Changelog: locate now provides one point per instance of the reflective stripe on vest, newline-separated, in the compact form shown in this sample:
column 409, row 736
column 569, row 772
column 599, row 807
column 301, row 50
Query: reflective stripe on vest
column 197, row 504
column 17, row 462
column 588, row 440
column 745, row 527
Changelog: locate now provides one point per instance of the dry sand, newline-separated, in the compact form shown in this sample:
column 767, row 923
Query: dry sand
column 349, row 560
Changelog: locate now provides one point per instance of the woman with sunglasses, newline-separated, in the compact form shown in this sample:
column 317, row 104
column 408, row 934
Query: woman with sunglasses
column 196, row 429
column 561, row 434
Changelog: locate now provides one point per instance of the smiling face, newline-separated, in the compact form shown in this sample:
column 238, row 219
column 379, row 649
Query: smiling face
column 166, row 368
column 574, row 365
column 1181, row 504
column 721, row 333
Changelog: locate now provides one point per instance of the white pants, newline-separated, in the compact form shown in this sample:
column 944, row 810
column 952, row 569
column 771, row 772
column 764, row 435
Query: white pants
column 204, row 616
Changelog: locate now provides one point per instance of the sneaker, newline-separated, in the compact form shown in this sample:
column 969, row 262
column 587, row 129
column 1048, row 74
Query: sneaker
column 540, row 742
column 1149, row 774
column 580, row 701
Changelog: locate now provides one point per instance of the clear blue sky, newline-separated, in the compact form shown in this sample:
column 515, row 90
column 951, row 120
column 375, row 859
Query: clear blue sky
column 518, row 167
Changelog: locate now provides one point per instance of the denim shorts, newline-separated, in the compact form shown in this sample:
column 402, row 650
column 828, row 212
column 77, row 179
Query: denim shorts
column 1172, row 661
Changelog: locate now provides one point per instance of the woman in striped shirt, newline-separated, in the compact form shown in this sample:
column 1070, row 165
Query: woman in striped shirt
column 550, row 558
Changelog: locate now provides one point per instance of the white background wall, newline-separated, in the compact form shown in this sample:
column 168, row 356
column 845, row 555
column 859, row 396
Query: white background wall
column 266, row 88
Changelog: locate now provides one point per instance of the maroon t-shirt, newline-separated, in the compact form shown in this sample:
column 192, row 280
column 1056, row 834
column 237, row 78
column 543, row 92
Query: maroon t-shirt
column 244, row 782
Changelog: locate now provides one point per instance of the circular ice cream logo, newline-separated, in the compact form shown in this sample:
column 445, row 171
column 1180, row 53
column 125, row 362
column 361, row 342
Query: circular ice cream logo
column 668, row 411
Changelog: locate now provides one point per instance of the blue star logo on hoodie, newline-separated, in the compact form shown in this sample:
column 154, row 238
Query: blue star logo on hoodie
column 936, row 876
· · · · ·
| Direction |
Render all of the rows above as a Markdown table with two columns, No. and Line, giving each line its number and omitting any blank lines.

| Output for this task |
| No. | Line |
|---|---|
| 1 | Changelog: locate now provides one point per instance of the reflective stripe on vest, newline-separated, in the compact form shown in this sample: |
| 2 | column 409, row 736 |
| 3 | column 569, row 772 |
| 4 | column 599, row 807 |
| 5 | column 301, row 50 |
| 6 | Query: reflective stripe on vest |
| 7 | column 197, row 504 |
| 8 | column 17, row 462 |
| 9 | column 588, row 440 |
| 10 | column 745, row 527 |
| 11 | Changelog: locate now provides one point per instance of the dry sand, newline-separated, in the compact form shown in this sample: |
| 12 | column 767, row 923 |
| 13 | Query: dry sand |
| 14 | column 349, row 560 |
| 15 | Changelog: locate now provides one point per instance of the woman with sunglasses, newline-separated, in the compact form shown in this sample: |
| 16 | column 317, row 104 |
| 17 | column 408, row 934 |
| 18 | Query: woman with sunglasses |
| 19 | column 196, row 429 |
| 20 | column 561, row 434 |
| 21 | Changelog: locate now provides one point per instance of the smiling face, newline-separated, in the compact form shown in this sample: |
| 22 | column 238, row 219 |
| 23 | column 379, row 649 |
| 24 | Query: smiling face |
| 25 | column 166, row 368 |
| 26 | column 574, row 365 |
| 27 | column 1181, row 504 |
| 28 | column 721, row 333 |
| 29 | Changelog: locate now provides one point per instance of the white pants, newline-separated, in the compact form shown in this sample: |
| 30 | column 944, row 810 |
| 31 | column 952, row 569 |
| 32 | column 771, row 772 |
| 33 | column 764, row 435 |
| 34 | Query: white pants |
| 35 | column 204, row 616 |
| 36 | Changelog: locate now provides one point per instance of the sneaker, newline-separated, in the compact form shown in this sample: |
| 37 | column 969, row 262 |
| 38 | column 587, row 129 |
| 39 | column 1048, row 74 |
| 40 | Query: sneaker |
| 41 | column 540, row 742 |
| 42 | column 1149, row 774 |
| 43 | column 580, row 701 |
| 44 | Changelog: locate now provides one point per instance of the clear blue sky, newline-separated, in the compact form shown in this sample: |
| 45 | column 515, row 90 |
| 46 | column 951, row 120 |
| 47 | column 375, row 859 |
| 48 | Query: clear blue sky |
| 49 | column 518, row 167 |
| 50 | Changelog: locate now provides one point per instance of the denim shorts, newline-separated, in the compact form shown in this sample: |
| 51 | column 402, row 650 |
| 52 | column 828, row 212 |
| 53 | column 77, row 179 |
| 54 | Query: denim shorts |
| 55 | column 1172, row 661 |
| 56 | Changelog: locate now provides one point per instance of the woman in striped shirt, newline-separated, in the compact form shown in this sample: |
| 57 | column 1070, row 165 |
| 58 | Query: woman in striped shirt |
| 59 | column 550, row 558 |
| 60 | Changelog: locate now provides one point per instance of the white background wall, newline-separated, in the compact form shown in this sample: |
| 61 | column 168, row 356 |
| 62 | column 845, row 555 |
| 63 | column 859, row 396 |
| 64 | Query: white background wall |
| 65 | column 266, row 88 |
| 66 | Changelog: locate now provides one point per instance of the maroon t-shirt, newline-separated, in the compact form shown in this sample: |
| 67 | column 192, row 280 |
| 68 | column 1056, row 834 |
| 69 | column 237, row 78 |
| 70 | column 543, row 92 |
| 71 | Query: maroon t-shirt |
| 72 | column 244, row 782 |
| 73 | Changelog: locate now provides one point per instance of the circular ice cream logo, newline-separated, in the compact form shown in this sample: |
| 74 | column 445, row 171 |
| 75 | column 1180, row 53 |
| 76 | column 125, row 362 |
| 77 | column 361, row 342 |
| 78 | Query: circular ice cream logo |
| 79 | column 668, row 411 |
| 80 | Changelog: locate now provides one point per instance of the blue star logo on hoodie, newline-separated, in the compact form shown in this sample: |
| 81 | column 154, row 238 |
| 82 | Query: blue star logo on hoodie |
| 83 | column 936, row 876 |